[WHAT THIS TASK INVOLVES] Your response should consist of the lines below, printed exactly.

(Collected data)
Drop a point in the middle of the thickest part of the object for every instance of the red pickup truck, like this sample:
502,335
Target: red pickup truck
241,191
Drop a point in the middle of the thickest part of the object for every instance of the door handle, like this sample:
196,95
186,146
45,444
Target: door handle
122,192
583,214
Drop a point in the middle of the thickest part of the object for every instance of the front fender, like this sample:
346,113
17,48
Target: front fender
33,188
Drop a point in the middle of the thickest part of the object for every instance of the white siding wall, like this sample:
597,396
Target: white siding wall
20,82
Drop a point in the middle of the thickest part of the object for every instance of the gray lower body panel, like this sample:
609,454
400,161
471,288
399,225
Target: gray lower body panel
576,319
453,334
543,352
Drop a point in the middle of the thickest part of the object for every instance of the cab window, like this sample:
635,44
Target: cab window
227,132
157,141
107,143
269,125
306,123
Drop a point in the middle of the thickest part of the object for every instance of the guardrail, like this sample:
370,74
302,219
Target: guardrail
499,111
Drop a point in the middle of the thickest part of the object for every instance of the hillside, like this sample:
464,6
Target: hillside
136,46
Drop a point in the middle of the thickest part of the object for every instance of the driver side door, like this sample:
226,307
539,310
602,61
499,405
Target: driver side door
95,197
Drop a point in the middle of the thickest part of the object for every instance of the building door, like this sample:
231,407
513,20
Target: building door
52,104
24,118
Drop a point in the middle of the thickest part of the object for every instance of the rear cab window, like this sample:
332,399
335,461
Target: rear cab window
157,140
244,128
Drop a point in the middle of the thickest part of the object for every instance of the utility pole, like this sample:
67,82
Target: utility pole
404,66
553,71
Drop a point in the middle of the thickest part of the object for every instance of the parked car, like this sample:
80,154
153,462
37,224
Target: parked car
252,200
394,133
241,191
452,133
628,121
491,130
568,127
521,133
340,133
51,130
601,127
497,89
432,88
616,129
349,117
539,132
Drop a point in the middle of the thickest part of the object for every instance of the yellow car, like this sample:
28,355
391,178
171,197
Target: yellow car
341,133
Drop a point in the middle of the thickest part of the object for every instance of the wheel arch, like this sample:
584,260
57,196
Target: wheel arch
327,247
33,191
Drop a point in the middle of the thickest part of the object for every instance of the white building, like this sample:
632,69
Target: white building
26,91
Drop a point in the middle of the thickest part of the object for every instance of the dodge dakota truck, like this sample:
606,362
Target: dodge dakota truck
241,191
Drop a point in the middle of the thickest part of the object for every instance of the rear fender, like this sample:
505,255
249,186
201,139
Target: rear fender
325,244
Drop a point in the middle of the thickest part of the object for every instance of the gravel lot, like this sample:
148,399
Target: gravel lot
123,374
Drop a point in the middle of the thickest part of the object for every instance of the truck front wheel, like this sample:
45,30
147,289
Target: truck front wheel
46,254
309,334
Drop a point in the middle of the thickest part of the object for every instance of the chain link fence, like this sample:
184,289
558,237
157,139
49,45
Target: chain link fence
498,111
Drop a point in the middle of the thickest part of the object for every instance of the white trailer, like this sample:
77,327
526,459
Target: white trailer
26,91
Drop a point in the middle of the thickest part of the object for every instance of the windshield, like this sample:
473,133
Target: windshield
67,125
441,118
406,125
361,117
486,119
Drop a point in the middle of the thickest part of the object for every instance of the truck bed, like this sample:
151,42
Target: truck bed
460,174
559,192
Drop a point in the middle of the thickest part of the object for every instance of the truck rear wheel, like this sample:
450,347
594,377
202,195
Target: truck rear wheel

[YOUR SOLUTION]
Drop a point in the middle of the thickest part of the object for every instance of the red pickup truck, like this sample:
502,335
Target: red pickup truck
241,191
Drop a point in the middle of the thickest part of the object for every instance of the door handle, like this sample:
196,95
186,146
45,444
Target: door handle
122,192
583,214
Drop a point in the middle of the thickest part of the object for every instance of the front fender, like this sample:
346,113
17,48
Target: front fender
33,188
Drop a point in the middle of the thickest part of the object for every instance of the white siding wall, like this sample:
597,396
Target: white siding wall
20,82
Drop a point in the middle of the thickest part of the object for every instance of the gray lower body panel, like this sample:
609,454
400,161
471,288
399,225
Target: gray lower body panel
576,319
453,334
543,352
Drop a point in the middle of the thickest part of the object for every instance of the cab window, like this sample:
635,44
Target: cab window
227,132
157,141
107,143
269,125
306,123
Drop a point in the middle of the thickest part of the object for every instance of the guardrail, like this sample:
370,74
302,219
Target: guardrail
499,111
Drop a point in the middle of the thickest part of the object for every instance of the hillside, like this sample:
464,6
Target: hillside
136,46
Drop a point in the middle of the thickest part of the object for every instance of the driver side door, like this sample:
226,307
539,310
602,61
499,405
Target: driver side door
95,197
Drop a point in the middle of the thickest part of the object for every instance of the building door, like this sample:
231,407
513,20
Target: building door
52,104
24,118
Drop a point in the middle of the thickest part of the object for every instance of the rear cab window, like this sample:
332,399
335,461
Target: rear cab window
157,140
244,128
Drop a point in the middle of the thickest part of the object for every instance of the utility pole, like this sample:
67,82
Target: utility pole
404,66
553,71
Drop a point in the middle of the thickest part of the object for every instance of the parked car, like this sample:
80,154
153,462
37,224
Target: parked car
252,200
394,133
241,191
452,133
628,121
491,130
568,127
521,133
340,133
51,130
601,127
497,89
432,88
616,129
349,117
539,132
Drop a point in the middle of the thickest part of the object for every instance of the yellow car, like this sample:
28,355
391,178
171,197
Target: yellow car
341,133
Drop a point in the middle of the thickest part of the object for every instance of the wheel arch, like this sample:
584,260
57,196
Target: wheel arch
327,247
33,191
Drop a point in the middle of the thickest part of the object for every instance of the white building, like this sample:
632,69
Target: white building
26,91
Drop a point in the middle of the thickest part of the object for every instance of the dodge dakota truck, like this sample:
606,362
Target: dodge dakota truck
241,191
Drop a point in the middle of the thickest part of the object for every instance of the rear fender, like this sample:
505,255
249,186
201,139
Target: rear fender
325,244
Drop a point in the middle of the thickest part of the object for every instance of the gravel lot, like this sample:
148,399
Target: gravel lot
123,374
Drop a point in the middle of the thickest part of the object for every instance of the truck front wheel, like this sample:
45,30
147,289
Target: truck front wheel
46,254
309,334
Drop a point in the middle of the thickest part of the object for every instance of the chain link fence, like this sample:
184,289
558,237
157,139
49,45
Target: chain link fence
498,111
Drop a point in the middle of the thickest part of the object for every instance of the white trailer, like this sample:
77,327
526,459
Target: white trailer
26,91
Drop a point in the middle of the thickest part of the object for every instance of the windshield, like this sample:
473,133
Target: windshield
67,125
441,118
406,125
361,117
486,119
Drop a point in the middle of the thickest part of the object for every instance of the truck bed, like this sample:
151,42
Target: truck bed
460,174
559,192
Drop a point in the middle of the thickest part of the object for every instance of the truck rear wheel, like this sample:
450,347
594,377
202,195
Target: truck rear wheel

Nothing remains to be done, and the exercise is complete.